BRIEF 1
Reproduce the agreement amendment passage word for word from "4.                   Other Revisions" up to and including "with no subsection(s).".
BRIEF 2
Write what comes next in the agreement amendment passage, starting after its final sentence.

4.                   Other Revisions to Agreement. The below sections to the Agreement are amended as follows:

 

a.The last sentence of Section 1.9(a) shall be struck in its entirety. Section 1.9(a) shall be renumbered as Section 1.9, with no subsection(s).

 

b.The first sentence of Section 6.12(a) shall be struck in its entirety and replaced with the following: As promptly as practicable after the date hereof, the Purchaser and Pubco shall prepare with the reasonable assistance of the Company, and file with the SEC a registration statement on Form S-4 (as amended or supplemented from time to time, and including the Proxy Statement contained therein, the “Registration Statement”) in connection with the registration under the Securities Act of (x) the Pubco Common Stock to be issued to the holders of Purchaser Common Stock and the Company Stockholders pursuant to the Mergers, and (y) the Pubco Public Warrants, which Registration Statement will also contain a proxy statement (as amended, the “Proxy Statement”) for the purpose of soliciting proxies from Purchaser stockholders for the matters to be acted upon at the Purchaser Special Meeting and providing the Public Shareholders an opportunity in accordance with the Purchaser’s Organizational Documents and the IPO Prospectus to have their Purchaser Ordinary Shares redeemed (the “Redemption”) in conjunction with the stockholder vote on the Purchaser Shareholder Approval Matters.

EXTRACTED DATA
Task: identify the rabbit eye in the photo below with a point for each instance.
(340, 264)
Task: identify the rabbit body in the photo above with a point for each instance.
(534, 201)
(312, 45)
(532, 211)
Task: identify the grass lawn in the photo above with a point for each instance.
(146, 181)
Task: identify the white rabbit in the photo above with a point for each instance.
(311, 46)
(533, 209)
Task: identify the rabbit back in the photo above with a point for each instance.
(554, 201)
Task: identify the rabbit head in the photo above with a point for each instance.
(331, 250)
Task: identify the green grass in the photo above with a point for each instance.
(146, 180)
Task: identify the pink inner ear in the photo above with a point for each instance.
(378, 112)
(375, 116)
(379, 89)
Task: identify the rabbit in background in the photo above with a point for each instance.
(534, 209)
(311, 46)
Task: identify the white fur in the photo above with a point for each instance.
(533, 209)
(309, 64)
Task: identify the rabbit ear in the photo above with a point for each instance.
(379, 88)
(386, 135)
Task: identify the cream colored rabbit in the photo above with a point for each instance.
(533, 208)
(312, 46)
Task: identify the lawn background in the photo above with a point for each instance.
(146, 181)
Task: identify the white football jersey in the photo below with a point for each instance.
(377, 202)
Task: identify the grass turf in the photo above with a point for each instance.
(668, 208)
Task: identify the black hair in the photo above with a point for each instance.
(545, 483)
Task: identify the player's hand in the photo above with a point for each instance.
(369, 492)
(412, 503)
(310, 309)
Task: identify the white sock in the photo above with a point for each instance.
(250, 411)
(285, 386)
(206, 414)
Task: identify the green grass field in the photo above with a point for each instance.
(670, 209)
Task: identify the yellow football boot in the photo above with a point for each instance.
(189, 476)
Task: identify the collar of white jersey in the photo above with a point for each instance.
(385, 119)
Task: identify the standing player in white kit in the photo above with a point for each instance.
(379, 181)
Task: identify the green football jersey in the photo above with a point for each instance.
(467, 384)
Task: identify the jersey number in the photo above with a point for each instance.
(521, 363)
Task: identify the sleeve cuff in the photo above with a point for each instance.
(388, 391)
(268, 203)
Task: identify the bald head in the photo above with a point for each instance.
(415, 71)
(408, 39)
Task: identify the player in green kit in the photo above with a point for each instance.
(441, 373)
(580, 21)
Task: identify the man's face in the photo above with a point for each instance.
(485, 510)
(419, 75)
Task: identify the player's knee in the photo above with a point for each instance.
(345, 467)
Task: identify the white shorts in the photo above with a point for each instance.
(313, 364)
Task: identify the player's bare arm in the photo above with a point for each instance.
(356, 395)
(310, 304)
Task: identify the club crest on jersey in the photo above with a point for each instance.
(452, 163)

RIGHT ANSWER 1
4.                   Other Revisions to Agreement. The below sections to the Agreement are amended as follows:

 

a.The last sentence of Section 1.9(a) shall be struck in its entirety. Section 1.9(a) shall be renumbered as Section 1.9, with no subsection(s).

RIGHT ANSWER 2
 

c.Exhibit C (Form of CVR Agreement) shall be removed from the Agreement.

 

 

 

 

5.                   No Other Amendments; Conflicts. Unless expressly amended by this Amendment, the terms and provisions of the Merger Agreement shall remain in full force and effect. Wherever the terms and conditions of this Amendment and the terms and conditions of the Merger Agreement are in conflict, the terms of this Amendment shall be deemed to supersede the conflicting terms of the Merger Agreement.

 

6.                   Titles and Subtitles. The titles of the sections and subsections of this Amendment are for convenience and reference only and are not to be considered in construing this Amendment.

 

7.                   Governing Law. This Agreement shall be governed by, and construed and enforced in accordance with, the Laws of the State of New York without regard to the choice of law principles thereof.

 

8.                   Counterparts. This Amendment may be executed in one or more counterparts and, if executed in more than one counterpart, the executed counterparts shall each be deemed to be an original and all such counterparts shall together constitute one and the same instrument.

 

[Signature Page Follows]

 

 

 

 

IN WITNESS WHEREOF, the undersigned have executed and delivered this Amendment as of the date first written above.

 

  The Purchaser:
   
  AMERICAS TECHNOLOGY ACQUISITION CORP.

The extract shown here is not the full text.